DIRECTIONS =>
Everything from the line with "the shower curtain." to the final line of the records should be reproduced word for word, with both of those lines kept.
'''
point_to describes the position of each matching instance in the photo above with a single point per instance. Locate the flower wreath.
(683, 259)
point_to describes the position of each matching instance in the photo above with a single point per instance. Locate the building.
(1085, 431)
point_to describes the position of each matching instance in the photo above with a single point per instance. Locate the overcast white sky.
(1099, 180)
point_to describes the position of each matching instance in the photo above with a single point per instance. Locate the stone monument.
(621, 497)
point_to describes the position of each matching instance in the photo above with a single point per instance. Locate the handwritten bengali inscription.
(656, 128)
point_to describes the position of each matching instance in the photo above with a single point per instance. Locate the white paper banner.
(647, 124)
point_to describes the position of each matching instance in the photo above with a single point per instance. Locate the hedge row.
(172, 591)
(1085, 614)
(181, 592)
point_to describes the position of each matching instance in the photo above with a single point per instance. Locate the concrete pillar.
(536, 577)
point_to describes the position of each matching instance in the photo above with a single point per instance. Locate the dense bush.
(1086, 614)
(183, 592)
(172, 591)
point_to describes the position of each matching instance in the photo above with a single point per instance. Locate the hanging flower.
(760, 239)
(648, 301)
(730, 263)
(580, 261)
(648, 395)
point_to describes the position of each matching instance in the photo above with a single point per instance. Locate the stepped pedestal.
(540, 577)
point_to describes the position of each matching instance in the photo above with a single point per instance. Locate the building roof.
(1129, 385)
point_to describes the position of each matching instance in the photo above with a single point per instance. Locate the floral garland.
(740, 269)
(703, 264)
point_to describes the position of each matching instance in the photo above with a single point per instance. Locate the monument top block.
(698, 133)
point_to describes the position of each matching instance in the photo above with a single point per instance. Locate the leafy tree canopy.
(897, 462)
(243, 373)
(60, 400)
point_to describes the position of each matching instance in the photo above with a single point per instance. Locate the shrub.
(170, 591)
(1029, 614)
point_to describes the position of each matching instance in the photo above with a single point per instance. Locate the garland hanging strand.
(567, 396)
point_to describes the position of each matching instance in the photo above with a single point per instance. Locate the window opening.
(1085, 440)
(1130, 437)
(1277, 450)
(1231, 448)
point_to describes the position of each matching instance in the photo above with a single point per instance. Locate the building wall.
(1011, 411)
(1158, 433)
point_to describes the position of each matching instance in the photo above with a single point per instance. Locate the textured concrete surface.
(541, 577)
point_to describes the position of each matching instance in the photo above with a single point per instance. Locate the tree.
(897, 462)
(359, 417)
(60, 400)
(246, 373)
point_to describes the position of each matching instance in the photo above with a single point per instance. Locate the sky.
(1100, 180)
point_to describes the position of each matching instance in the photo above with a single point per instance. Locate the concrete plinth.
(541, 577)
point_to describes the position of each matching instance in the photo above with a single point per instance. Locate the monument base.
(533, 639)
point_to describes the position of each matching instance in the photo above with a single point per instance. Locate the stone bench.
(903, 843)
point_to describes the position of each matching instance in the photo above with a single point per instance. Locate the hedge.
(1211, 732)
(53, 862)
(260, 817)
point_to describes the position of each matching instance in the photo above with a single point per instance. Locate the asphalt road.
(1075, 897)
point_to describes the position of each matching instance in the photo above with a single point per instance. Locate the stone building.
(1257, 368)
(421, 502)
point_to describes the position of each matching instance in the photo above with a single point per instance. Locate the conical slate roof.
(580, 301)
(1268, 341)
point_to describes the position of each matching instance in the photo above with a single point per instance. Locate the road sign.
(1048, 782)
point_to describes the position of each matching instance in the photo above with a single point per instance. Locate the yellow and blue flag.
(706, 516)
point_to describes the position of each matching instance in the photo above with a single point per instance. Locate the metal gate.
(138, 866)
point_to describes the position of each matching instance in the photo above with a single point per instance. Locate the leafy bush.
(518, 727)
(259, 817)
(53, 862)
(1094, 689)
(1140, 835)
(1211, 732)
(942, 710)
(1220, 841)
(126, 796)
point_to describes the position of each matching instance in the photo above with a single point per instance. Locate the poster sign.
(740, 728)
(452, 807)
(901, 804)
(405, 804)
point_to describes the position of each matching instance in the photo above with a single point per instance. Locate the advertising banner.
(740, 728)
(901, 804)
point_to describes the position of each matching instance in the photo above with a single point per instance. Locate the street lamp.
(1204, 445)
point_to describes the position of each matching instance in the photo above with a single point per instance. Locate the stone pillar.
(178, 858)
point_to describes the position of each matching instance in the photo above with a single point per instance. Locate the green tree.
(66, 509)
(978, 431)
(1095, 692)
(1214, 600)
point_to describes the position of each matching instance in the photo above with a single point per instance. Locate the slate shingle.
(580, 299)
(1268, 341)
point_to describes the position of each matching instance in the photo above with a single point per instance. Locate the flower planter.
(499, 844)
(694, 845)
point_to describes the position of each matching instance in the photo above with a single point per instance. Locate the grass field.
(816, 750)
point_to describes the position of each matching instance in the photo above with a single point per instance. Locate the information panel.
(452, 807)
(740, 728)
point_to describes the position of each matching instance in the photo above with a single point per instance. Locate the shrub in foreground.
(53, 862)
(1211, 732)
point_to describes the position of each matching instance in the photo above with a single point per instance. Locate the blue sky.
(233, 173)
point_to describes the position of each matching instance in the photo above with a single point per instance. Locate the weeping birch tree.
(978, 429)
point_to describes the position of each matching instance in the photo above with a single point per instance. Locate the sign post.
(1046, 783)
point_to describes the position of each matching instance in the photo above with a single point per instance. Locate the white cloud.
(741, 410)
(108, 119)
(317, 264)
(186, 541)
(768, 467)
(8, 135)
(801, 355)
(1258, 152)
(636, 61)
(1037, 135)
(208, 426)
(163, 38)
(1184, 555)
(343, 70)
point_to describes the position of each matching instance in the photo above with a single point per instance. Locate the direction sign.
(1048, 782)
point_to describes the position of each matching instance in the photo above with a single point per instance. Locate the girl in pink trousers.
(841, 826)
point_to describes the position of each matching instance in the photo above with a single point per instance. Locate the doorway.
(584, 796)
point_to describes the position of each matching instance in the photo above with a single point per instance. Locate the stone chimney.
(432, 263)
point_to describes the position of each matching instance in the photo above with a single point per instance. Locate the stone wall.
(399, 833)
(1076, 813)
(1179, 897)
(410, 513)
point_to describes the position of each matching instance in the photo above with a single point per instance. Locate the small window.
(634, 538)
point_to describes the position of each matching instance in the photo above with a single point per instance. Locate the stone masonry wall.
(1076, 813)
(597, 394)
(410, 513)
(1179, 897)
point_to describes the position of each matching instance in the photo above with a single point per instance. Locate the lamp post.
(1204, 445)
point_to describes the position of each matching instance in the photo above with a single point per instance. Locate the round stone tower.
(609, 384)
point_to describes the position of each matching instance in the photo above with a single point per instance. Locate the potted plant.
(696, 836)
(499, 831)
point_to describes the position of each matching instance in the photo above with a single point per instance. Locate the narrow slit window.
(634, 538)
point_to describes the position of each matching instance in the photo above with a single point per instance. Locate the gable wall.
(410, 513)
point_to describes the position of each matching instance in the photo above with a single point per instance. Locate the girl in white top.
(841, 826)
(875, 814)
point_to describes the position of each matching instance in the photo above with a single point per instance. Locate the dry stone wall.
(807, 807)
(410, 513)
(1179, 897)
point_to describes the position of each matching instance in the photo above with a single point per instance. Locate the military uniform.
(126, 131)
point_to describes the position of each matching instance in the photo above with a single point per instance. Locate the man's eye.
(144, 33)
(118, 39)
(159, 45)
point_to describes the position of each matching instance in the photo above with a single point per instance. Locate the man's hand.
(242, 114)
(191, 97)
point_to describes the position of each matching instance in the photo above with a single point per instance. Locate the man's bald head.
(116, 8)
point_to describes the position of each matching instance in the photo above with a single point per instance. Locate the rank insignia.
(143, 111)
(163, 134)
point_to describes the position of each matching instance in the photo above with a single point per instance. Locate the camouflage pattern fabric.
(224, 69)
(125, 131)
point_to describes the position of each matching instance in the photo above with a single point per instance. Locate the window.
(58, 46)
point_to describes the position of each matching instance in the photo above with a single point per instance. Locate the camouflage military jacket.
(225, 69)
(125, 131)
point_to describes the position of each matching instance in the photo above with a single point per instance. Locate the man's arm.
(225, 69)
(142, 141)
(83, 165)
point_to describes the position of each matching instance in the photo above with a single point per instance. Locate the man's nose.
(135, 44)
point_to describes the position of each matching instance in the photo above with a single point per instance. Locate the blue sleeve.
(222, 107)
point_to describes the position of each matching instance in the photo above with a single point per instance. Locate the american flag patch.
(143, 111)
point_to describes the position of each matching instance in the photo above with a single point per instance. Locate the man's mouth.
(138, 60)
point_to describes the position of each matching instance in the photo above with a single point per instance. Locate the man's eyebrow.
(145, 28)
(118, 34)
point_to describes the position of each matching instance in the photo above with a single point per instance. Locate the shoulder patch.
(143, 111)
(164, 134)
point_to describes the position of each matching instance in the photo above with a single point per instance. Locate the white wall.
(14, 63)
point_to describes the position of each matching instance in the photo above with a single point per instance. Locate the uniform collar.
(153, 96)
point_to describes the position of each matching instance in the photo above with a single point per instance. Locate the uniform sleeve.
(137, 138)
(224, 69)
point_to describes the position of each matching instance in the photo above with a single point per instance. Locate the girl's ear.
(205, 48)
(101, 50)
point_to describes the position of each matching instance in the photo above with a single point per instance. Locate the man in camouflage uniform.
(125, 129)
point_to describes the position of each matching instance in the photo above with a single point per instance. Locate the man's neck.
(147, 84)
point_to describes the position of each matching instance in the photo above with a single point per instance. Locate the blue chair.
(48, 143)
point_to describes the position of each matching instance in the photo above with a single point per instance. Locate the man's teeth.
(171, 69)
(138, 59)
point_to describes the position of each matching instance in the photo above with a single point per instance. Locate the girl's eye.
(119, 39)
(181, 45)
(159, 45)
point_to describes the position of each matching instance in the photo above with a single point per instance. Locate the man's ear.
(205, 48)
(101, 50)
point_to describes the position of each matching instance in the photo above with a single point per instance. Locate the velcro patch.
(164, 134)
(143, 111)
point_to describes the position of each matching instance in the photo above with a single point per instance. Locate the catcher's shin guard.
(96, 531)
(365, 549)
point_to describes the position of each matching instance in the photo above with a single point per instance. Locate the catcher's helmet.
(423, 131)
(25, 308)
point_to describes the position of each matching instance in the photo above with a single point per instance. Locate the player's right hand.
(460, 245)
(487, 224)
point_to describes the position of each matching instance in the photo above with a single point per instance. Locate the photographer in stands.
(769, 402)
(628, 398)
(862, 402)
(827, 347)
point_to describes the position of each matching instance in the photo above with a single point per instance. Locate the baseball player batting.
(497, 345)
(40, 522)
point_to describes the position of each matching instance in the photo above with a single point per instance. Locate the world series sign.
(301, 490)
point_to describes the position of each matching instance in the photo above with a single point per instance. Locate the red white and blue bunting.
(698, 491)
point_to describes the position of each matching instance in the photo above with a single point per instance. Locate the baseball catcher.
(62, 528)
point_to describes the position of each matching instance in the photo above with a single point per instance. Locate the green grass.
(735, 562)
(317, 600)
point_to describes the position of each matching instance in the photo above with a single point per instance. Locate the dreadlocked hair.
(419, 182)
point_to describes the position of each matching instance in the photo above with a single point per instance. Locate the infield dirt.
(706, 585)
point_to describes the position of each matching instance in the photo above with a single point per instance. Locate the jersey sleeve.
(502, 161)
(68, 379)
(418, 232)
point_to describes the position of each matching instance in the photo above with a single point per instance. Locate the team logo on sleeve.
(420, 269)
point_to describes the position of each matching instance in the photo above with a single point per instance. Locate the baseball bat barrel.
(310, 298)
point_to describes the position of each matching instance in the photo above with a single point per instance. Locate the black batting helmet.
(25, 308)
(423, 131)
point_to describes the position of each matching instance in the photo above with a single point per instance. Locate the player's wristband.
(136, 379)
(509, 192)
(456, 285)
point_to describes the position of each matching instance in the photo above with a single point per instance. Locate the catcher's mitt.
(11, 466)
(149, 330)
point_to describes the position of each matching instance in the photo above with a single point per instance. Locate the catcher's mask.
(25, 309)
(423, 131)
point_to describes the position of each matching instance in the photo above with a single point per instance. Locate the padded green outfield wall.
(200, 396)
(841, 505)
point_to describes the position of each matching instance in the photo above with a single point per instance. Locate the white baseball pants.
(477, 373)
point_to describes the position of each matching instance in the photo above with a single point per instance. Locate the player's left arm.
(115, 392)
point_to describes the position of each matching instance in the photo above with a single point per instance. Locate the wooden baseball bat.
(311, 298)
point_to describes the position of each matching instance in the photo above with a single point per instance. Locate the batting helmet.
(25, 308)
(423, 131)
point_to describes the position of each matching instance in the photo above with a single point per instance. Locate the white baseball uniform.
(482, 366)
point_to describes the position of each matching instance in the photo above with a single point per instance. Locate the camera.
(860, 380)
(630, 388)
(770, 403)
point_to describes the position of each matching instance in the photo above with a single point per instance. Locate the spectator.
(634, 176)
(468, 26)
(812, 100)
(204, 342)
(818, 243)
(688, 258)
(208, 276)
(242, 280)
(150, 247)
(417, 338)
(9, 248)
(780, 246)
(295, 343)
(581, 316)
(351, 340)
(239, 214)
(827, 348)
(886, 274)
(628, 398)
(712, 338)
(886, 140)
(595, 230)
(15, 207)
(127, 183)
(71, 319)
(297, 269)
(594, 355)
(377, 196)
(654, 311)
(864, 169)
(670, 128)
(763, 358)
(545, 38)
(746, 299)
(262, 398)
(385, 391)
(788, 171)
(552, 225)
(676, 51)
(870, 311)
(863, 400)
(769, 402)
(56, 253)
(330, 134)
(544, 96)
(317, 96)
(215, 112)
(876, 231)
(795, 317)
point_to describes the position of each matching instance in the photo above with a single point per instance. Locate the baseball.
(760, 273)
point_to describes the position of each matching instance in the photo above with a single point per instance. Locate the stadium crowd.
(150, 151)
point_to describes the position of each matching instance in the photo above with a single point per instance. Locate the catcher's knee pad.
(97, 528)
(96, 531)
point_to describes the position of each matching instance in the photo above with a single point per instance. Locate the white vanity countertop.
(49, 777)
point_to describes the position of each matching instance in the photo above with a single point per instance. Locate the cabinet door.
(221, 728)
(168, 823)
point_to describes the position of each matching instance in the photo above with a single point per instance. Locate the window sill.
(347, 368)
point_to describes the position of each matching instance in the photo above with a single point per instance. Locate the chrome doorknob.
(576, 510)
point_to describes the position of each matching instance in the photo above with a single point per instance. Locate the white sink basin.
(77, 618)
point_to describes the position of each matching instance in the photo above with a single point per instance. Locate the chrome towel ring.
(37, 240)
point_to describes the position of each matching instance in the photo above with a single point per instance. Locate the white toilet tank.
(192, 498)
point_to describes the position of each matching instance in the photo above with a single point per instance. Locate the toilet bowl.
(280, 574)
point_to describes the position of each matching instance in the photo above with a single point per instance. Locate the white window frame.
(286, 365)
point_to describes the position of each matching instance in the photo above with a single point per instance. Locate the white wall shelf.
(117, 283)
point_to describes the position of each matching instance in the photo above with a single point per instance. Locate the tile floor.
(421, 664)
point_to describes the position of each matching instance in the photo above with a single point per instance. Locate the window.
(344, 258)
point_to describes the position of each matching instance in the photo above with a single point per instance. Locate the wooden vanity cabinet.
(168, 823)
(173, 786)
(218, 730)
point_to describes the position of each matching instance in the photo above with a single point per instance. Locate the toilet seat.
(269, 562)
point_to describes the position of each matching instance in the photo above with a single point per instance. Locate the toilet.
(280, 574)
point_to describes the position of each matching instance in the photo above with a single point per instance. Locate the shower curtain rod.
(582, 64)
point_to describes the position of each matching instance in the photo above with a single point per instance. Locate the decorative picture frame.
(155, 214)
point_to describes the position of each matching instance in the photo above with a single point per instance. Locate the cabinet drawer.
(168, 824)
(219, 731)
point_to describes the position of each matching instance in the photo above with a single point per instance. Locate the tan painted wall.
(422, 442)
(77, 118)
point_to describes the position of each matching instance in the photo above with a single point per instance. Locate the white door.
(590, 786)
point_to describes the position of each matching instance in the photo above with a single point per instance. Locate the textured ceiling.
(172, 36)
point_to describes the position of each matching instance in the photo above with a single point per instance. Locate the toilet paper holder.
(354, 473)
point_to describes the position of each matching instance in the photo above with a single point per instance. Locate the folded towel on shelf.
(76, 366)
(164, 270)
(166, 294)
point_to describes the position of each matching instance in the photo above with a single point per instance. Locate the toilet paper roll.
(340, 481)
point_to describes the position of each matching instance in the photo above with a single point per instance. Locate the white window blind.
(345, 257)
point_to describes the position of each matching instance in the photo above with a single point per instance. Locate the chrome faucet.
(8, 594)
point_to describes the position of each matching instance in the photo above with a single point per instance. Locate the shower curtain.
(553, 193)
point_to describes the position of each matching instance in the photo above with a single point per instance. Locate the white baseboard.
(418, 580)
'''
PROBLEM SOLUTION =>
point_to describes the position of each matching instance in the photo above with a single point per instance. Locate the shower curtain.
(553, 193)
point_to describes the position of each matching instance in the photo above with a single point per instance. Locate the white baseboard.
(418, 580)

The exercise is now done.